> **TEXT TO READ**:
········
People often ask me when I started doing art. I don’t know how to answer that as I’ve drawn and painted as long as I can remember. However I do know when I stopped doing art. That being said, this isn’t my first goalie mask I’ve painted. When I was in grade 6, I painted my first mask. I was in my school classroom painting my Goalie mask during free time. I remember it well. While my sketching and canvas painting were well on its way for a 6 grader, my ability to paint 3 dimensional objects and tools available to do so were that of a 6th grader. Regardless I went to town. I was proud of my work and left it to dry on my desk. My desk was closer to the door, so everyone had to walk by it to get to their desks. So when my classmates came in from break, they began to criticize my work. At one point, the teacher did so as well. While thankfully I don’t remember the exact words used to insult me and my work, I’ll never forget the looks on their faces and tone of voice. At some point I had enough. I took my work to the sink and scrubbed off my artwork. I never wanted people to look at my artwork that way again.
········
> **DIRECTIVE 1**:
List every place inside the school that the goalie mask story mentions.
> **DIRECTIVE 2**:
According to the goalie mask story, in what grade did the narrator paint a first mask?
> **DIRECTIVE 3**:
Continue the goalie mask story, starting after its final sentence.
The material after this point is separate from the goalie mask story.
········
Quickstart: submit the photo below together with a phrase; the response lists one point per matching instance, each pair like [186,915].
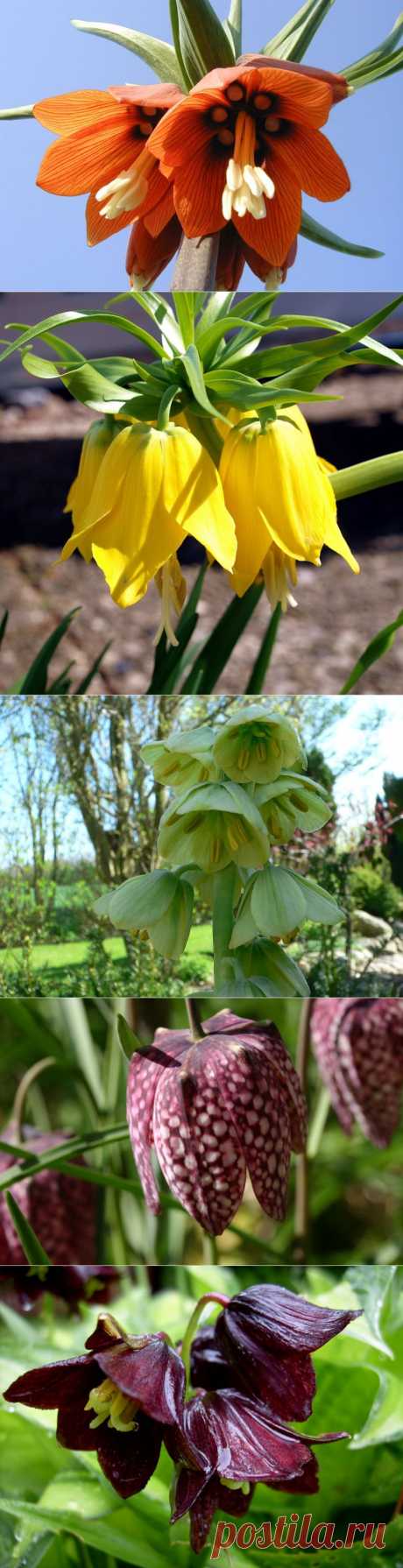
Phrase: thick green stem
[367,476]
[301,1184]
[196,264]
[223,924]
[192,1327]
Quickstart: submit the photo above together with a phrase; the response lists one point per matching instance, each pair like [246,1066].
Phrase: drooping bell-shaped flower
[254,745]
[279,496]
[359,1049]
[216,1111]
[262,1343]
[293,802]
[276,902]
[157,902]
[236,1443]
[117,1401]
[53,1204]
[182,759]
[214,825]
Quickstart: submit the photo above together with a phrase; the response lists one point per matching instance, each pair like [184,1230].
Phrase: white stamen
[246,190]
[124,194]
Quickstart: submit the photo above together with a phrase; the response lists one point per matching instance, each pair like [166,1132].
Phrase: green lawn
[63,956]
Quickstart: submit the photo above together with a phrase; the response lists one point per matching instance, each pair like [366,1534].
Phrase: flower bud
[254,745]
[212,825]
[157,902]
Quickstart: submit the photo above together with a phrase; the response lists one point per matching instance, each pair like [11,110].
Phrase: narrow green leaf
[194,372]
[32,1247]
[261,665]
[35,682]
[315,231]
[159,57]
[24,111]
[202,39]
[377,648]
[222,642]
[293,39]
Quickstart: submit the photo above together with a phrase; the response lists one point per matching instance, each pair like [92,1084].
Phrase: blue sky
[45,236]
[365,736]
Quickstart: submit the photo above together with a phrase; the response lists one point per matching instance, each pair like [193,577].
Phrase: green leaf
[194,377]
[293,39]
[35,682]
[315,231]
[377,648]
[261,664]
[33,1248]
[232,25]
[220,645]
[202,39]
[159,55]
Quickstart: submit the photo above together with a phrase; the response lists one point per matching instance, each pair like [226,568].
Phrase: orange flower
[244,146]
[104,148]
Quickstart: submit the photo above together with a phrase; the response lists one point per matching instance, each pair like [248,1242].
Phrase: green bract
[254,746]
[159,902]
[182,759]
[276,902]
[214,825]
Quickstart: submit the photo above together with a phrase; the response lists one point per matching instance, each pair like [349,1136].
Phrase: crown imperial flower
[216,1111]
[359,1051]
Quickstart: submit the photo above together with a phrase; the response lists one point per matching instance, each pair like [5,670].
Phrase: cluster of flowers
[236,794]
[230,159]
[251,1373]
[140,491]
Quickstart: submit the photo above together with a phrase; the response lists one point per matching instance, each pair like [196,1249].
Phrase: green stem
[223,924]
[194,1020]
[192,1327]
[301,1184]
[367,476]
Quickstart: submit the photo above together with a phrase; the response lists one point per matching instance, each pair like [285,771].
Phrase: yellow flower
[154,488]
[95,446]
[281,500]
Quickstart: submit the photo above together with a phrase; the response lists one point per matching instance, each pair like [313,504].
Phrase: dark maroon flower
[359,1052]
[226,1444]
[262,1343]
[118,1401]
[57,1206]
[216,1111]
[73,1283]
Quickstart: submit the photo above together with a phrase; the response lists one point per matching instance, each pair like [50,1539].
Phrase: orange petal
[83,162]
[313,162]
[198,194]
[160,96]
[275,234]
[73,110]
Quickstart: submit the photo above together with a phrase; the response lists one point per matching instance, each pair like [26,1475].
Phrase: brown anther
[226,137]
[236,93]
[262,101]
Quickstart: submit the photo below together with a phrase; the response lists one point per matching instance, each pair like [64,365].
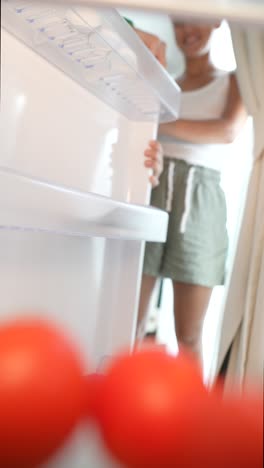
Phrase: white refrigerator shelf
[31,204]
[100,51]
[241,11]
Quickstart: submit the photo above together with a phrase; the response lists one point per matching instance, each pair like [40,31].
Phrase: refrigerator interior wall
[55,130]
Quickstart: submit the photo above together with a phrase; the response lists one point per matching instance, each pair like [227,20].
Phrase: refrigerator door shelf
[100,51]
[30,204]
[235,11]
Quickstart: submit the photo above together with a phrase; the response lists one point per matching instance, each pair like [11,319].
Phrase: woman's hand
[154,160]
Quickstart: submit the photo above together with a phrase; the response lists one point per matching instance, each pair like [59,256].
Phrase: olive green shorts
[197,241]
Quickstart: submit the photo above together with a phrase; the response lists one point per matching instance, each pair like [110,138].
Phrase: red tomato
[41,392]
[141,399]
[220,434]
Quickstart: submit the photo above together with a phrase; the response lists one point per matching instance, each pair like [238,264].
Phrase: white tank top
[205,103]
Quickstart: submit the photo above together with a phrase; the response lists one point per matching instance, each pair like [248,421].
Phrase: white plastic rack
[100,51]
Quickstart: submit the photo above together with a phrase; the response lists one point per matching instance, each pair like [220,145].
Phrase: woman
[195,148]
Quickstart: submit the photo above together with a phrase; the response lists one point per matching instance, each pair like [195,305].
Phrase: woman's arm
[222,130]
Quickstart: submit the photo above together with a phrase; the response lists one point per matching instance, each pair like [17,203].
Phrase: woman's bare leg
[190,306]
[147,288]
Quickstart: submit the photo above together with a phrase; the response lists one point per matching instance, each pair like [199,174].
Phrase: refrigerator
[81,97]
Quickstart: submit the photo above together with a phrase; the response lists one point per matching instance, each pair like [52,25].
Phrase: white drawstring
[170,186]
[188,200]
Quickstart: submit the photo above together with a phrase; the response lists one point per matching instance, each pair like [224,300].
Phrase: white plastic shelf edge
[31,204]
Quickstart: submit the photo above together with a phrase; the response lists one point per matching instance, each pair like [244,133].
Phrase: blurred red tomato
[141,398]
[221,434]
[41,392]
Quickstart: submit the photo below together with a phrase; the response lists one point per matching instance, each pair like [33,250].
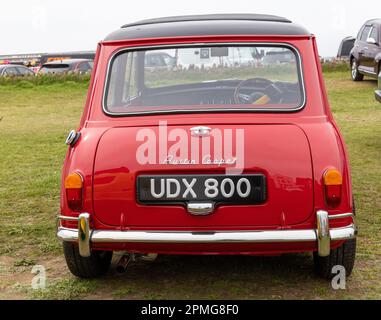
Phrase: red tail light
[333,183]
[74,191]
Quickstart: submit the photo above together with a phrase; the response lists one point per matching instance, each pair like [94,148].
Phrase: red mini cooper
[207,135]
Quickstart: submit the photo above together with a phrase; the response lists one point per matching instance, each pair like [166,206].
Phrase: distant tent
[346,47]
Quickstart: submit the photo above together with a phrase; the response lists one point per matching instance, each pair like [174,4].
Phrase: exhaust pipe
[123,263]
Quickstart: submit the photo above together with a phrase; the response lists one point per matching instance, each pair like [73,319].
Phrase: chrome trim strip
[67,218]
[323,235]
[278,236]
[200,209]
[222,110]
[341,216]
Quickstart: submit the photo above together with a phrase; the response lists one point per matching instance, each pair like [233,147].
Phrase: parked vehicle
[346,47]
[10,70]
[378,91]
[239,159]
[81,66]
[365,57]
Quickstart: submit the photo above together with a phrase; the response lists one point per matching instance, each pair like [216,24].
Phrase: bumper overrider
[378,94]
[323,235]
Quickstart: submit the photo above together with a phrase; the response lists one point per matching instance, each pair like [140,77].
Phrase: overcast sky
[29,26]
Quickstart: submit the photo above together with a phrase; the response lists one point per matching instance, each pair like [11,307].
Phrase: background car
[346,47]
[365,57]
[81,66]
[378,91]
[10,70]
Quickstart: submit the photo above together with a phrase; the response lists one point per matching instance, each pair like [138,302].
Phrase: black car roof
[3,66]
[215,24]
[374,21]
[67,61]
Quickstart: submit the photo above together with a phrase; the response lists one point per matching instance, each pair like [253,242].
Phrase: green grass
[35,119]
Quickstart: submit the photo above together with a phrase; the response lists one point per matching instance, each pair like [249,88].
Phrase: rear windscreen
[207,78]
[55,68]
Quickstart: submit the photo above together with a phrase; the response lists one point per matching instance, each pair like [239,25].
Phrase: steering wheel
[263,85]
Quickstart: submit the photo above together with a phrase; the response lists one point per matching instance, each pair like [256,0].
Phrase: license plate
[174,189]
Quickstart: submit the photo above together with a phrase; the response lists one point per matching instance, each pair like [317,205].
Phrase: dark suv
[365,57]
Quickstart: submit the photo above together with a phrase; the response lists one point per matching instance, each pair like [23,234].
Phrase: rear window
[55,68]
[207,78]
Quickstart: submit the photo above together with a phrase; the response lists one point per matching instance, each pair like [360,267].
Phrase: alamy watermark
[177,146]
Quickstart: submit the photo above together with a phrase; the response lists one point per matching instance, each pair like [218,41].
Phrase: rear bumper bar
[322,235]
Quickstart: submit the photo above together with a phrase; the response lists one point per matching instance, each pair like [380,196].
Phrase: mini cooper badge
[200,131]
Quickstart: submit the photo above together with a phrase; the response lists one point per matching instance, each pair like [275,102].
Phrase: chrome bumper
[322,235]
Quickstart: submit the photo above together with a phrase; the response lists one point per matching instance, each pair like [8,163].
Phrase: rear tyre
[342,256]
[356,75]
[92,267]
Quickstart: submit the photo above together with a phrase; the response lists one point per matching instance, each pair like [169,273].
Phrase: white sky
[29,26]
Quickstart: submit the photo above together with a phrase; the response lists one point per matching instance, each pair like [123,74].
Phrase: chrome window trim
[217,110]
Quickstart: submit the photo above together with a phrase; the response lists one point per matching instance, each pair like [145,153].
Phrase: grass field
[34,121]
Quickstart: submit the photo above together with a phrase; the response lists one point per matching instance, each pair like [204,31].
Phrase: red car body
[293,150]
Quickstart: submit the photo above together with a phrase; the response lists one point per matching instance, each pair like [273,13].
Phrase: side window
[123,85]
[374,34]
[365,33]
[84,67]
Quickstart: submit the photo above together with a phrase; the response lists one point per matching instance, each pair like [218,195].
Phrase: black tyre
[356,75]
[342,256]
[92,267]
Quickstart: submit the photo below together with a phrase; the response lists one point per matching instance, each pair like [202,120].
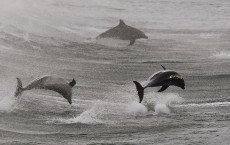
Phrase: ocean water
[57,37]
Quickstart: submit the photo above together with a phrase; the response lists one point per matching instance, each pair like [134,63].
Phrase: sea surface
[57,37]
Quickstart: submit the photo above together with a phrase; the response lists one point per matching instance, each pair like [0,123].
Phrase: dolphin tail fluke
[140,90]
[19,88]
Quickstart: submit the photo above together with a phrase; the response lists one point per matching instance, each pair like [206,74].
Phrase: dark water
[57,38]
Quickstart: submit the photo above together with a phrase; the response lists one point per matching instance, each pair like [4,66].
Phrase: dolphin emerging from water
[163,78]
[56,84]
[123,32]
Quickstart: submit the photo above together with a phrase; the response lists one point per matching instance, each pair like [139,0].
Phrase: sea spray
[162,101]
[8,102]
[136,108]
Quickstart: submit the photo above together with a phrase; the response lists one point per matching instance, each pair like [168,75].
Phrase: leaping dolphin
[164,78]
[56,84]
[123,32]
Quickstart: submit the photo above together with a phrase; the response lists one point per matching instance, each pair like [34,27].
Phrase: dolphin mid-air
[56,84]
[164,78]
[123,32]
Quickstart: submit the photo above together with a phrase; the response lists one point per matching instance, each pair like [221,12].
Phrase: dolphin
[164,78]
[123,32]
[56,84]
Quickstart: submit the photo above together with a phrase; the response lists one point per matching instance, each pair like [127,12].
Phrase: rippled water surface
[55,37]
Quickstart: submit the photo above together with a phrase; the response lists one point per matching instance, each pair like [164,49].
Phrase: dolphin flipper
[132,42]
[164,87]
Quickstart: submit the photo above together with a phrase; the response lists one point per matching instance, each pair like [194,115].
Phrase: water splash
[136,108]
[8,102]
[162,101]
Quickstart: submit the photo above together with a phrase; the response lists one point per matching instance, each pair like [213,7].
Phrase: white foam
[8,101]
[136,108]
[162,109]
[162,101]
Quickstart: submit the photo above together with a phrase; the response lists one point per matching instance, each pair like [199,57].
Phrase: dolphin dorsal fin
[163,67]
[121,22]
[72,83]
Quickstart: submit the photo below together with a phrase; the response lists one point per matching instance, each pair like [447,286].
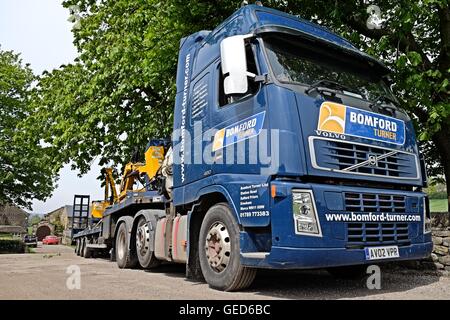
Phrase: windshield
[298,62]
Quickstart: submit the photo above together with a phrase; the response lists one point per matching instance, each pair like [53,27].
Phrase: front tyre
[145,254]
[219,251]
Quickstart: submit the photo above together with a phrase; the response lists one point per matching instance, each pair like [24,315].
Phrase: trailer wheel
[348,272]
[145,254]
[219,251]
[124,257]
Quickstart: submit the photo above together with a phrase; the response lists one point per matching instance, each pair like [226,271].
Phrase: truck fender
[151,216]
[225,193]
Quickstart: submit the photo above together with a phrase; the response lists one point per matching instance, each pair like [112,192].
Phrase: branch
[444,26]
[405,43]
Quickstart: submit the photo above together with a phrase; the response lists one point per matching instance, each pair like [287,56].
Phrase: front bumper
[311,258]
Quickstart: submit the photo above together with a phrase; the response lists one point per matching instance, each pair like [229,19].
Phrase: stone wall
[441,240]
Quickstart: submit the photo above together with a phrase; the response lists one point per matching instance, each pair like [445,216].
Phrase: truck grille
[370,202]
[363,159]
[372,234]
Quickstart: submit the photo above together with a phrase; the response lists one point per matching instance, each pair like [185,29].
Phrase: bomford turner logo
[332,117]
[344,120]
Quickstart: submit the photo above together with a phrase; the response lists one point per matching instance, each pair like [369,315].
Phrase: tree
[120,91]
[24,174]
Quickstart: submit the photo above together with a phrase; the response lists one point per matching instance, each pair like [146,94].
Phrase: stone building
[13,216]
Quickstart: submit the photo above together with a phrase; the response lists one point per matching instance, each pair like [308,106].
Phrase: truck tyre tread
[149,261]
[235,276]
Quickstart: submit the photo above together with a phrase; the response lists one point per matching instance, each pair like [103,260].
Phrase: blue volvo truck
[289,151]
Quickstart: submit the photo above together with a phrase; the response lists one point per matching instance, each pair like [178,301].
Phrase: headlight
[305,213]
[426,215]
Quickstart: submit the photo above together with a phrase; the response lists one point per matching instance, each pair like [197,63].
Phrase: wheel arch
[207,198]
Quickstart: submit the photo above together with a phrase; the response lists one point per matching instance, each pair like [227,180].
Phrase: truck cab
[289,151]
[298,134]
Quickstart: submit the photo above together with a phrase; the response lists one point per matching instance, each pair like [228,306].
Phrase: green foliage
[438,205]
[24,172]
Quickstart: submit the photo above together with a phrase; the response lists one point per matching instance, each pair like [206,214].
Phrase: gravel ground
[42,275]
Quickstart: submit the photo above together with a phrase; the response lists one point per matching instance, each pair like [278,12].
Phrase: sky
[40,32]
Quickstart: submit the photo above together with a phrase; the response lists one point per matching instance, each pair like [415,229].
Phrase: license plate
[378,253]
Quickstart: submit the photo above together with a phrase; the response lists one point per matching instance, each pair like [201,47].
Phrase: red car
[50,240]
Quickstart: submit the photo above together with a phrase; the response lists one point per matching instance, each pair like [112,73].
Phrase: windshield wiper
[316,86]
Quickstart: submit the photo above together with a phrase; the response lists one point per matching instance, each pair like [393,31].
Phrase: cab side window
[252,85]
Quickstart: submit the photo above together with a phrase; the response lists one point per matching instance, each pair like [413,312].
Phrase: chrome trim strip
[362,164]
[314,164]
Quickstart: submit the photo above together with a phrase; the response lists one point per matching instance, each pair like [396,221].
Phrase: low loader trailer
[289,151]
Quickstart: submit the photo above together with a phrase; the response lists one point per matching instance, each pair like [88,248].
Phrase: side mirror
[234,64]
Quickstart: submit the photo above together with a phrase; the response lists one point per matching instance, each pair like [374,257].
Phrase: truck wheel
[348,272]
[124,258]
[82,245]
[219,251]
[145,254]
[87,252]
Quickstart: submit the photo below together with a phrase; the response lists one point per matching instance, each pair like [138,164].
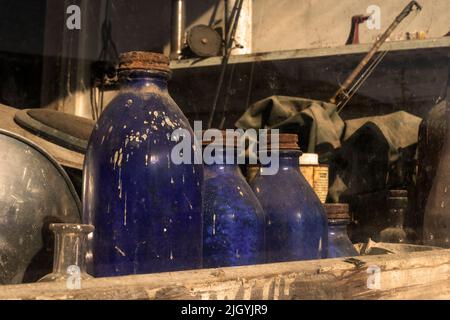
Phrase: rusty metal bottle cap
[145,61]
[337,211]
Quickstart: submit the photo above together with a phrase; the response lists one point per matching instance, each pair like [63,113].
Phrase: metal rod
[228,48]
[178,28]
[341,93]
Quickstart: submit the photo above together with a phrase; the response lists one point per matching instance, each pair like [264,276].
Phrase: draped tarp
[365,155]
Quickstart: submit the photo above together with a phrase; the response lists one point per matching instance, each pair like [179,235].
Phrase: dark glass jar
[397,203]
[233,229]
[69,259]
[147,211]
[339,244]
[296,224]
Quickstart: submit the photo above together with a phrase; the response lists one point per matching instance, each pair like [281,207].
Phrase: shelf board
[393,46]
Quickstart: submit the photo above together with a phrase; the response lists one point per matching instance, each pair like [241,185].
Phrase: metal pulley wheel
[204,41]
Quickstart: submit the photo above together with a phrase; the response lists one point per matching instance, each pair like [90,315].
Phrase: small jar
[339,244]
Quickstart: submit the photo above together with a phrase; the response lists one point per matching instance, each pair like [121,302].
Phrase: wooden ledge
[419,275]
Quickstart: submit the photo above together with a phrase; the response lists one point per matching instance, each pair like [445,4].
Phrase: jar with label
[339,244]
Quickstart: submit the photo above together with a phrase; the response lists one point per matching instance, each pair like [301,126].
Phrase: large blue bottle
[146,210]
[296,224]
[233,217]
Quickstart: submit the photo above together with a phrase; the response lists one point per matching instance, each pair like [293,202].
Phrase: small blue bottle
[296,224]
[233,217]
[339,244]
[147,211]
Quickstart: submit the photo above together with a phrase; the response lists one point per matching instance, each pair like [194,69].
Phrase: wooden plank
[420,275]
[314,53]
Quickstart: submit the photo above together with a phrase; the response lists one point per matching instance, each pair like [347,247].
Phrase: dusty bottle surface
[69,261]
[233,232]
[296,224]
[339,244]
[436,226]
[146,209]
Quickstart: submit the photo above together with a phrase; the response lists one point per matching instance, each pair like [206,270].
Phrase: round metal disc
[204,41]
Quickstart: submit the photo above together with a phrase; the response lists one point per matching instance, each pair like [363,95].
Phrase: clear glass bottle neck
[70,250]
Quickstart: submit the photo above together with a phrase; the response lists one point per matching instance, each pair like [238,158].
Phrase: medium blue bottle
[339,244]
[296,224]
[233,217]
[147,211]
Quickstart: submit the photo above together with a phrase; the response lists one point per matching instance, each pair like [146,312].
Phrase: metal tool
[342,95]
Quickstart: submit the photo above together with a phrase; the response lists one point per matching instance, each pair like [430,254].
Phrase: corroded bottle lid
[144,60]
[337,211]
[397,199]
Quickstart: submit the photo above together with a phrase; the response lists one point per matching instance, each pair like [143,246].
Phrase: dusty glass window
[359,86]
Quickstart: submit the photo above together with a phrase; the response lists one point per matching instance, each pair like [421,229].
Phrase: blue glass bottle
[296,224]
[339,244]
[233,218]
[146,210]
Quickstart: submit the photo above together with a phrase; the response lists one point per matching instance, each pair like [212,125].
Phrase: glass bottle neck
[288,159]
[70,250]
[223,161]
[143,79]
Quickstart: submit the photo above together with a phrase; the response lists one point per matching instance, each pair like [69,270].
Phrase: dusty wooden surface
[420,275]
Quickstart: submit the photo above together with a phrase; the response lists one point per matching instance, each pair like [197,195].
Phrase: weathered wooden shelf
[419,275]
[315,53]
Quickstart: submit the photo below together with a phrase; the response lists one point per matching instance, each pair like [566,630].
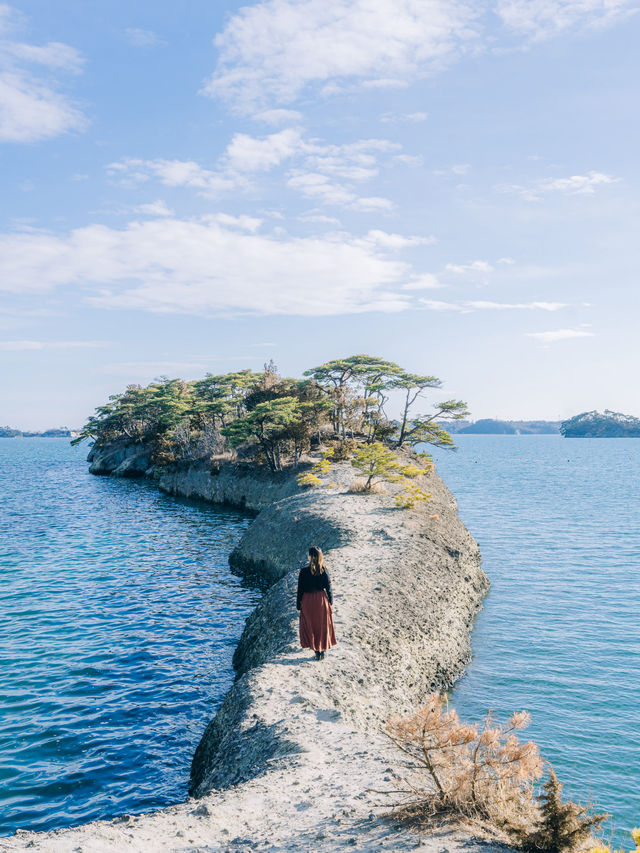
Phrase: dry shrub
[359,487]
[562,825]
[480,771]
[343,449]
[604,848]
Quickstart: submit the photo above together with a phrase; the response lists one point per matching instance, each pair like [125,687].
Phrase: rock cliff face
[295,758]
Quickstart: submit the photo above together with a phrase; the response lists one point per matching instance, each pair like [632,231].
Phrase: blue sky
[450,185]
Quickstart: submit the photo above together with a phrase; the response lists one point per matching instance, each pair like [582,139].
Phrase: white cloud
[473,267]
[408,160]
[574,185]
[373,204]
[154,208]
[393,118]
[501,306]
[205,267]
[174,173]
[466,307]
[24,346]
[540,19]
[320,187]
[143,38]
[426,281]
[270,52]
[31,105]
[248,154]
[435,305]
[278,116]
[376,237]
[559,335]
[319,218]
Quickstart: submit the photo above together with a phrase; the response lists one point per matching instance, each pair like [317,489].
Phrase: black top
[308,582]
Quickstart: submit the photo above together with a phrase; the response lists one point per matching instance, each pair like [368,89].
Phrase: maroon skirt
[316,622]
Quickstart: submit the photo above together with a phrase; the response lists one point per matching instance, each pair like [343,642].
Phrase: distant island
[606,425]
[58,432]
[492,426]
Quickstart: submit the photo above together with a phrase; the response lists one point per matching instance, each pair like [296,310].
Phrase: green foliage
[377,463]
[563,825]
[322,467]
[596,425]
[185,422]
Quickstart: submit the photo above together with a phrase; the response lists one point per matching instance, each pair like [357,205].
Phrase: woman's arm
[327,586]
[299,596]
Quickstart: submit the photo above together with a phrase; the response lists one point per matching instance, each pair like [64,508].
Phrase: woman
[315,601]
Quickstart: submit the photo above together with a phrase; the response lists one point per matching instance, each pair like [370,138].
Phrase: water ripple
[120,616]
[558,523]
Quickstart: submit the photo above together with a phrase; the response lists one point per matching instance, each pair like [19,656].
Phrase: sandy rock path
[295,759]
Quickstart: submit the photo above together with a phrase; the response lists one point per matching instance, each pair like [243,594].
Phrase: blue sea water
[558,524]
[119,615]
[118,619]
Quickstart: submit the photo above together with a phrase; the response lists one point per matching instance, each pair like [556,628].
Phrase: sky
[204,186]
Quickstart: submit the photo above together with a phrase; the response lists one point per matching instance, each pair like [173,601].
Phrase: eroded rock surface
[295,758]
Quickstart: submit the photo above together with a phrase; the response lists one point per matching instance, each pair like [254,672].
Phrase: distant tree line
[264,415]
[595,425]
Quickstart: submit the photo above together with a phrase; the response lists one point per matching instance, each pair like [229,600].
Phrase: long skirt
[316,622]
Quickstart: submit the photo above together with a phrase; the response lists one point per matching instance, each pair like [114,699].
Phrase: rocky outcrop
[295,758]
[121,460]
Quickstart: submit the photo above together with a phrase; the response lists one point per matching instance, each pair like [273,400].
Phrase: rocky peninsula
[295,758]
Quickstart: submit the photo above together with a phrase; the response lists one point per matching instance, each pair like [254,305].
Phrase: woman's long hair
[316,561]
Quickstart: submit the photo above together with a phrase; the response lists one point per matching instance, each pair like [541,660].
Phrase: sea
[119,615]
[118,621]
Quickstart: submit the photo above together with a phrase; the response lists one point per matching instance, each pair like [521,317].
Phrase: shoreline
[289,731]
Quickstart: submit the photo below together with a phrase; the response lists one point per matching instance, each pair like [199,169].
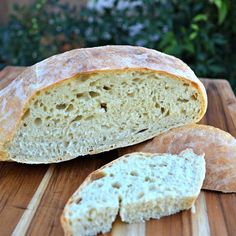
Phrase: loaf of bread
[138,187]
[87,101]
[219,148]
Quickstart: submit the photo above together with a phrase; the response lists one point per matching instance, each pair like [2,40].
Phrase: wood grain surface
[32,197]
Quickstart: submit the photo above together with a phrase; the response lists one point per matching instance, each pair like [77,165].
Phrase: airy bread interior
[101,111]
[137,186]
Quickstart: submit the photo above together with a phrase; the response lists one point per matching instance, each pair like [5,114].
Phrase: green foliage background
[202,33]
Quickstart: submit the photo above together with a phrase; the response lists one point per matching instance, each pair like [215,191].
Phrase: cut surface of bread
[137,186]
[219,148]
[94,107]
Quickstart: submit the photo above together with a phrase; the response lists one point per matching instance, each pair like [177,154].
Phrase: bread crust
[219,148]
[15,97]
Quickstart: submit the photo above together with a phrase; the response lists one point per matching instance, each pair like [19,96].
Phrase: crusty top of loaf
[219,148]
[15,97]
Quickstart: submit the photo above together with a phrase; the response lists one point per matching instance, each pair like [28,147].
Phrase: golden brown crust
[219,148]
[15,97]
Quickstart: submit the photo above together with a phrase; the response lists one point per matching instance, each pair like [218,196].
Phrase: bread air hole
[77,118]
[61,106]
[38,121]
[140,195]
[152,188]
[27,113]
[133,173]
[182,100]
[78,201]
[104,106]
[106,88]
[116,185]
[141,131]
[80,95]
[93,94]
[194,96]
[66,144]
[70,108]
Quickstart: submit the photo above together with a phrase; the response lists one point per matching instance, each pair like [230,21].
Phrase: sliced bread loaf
········
> **TASK RESULT 1**:
the school classroom, the narrator's desk, the door, the classmates' desks, the sink

> **TASK RESULT 2**:
Grade 6.

> **TASK RESULT 3**:
It wasn’t until 2017 that I shared another artwork with others. Then in 2020 I was accepted into the EAGLE program here at Emily Carr. The rest is history.
So this mask marks a reclamation. I am proud of this work and I will continue to paint more masks in the future. For me, and my inner child. I have had to wall up and protect myself. But now I want to let those guards down. To feel, to heal, and learn how to be genuine with myself, my inner child, and those around me.

Throughout my life, I have lived with severe depression. Because of this I have often found myself crying out to the Creator in the night. I call out, but receive no answer. The moon however is always there. In the throws of my dark nights I can see it, and it sees me, or so I choose to believe. I consider the moon to be the Creator’s witness to one’s dark night of the soul. Just as my Aht’soo (grandmother) and Ancestors must have felt fear in their journey. I know that they too looked out at the same moon I do, in fear and apprehension. But the same being that witnessed them and that they spoke to, is the same being that we speak and are witnessed by as well. The same witness that they had, we also share. I choose to believe that the Creator witnesses our suffering and hears our cries and will journey with us.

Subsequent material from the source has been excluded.